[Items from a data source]

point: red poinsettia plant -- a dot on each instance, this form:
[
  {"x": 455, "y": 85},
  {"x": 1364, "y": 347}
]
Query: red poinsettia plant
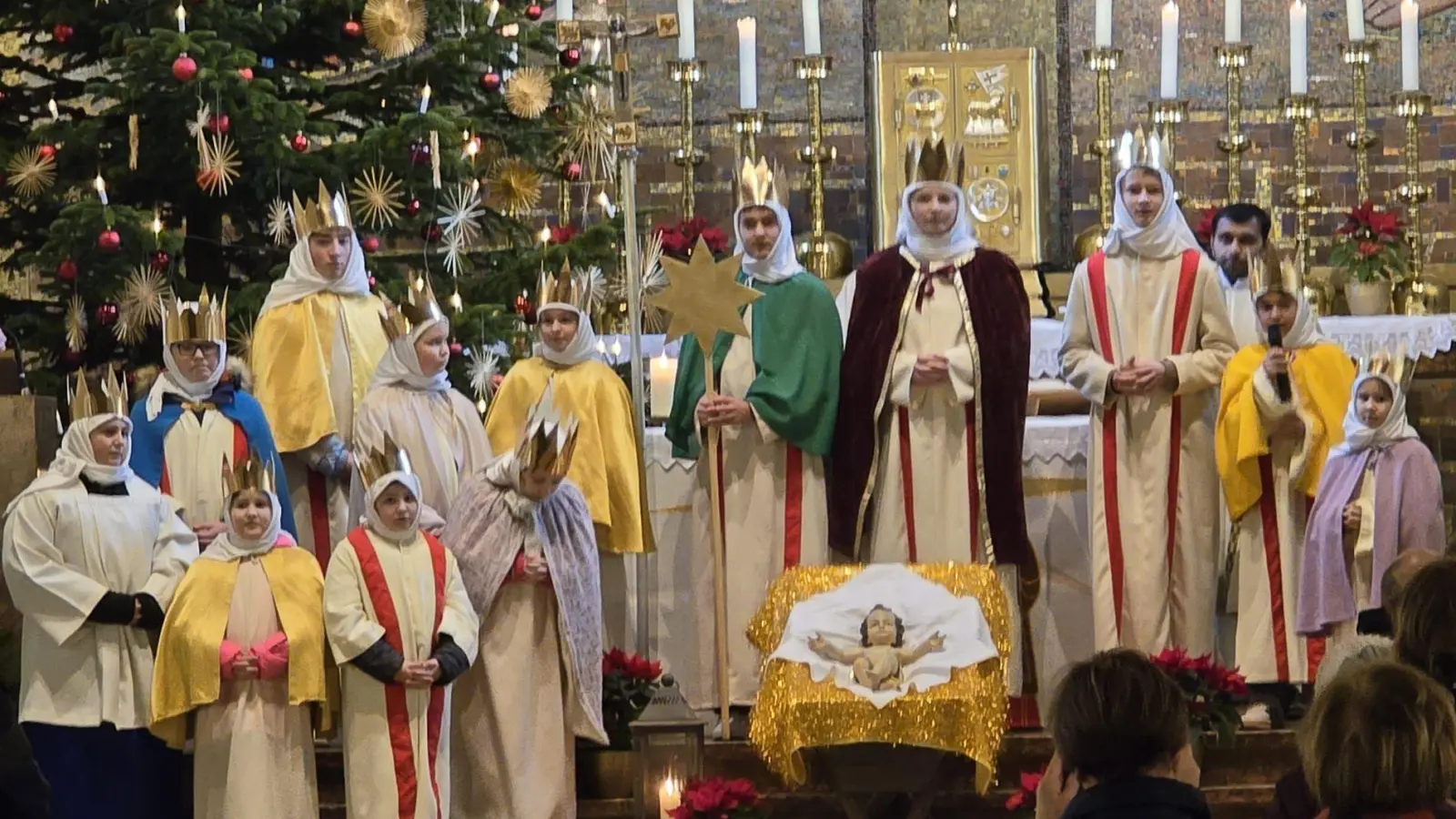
[
  {"x": 679, "y": 239},
  {"x": 1215, "y": 693},
  {"x": 1370, "y": 245},
  {"x": 628, "y": 682},
  {"x": 718, "y": 799}
]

◆ **To do**
Output the lines above in full and exactly. Leave out every picture.

◆ **Result of the exercise**
point: red poinsettia plant -- a dot on each instance, this form:
[
  {"x": 455, "y": 85},
  {"x": 1364, "y": 347}
]
Query: red poinsettia plant
[
  {"x": 679, "y": 239},
  {"x": 1215, "y": 693},
  {"x": 1370, "y": 245},
  {"x": 628, "y": 682},
  {"x": 718, "y": 799}
]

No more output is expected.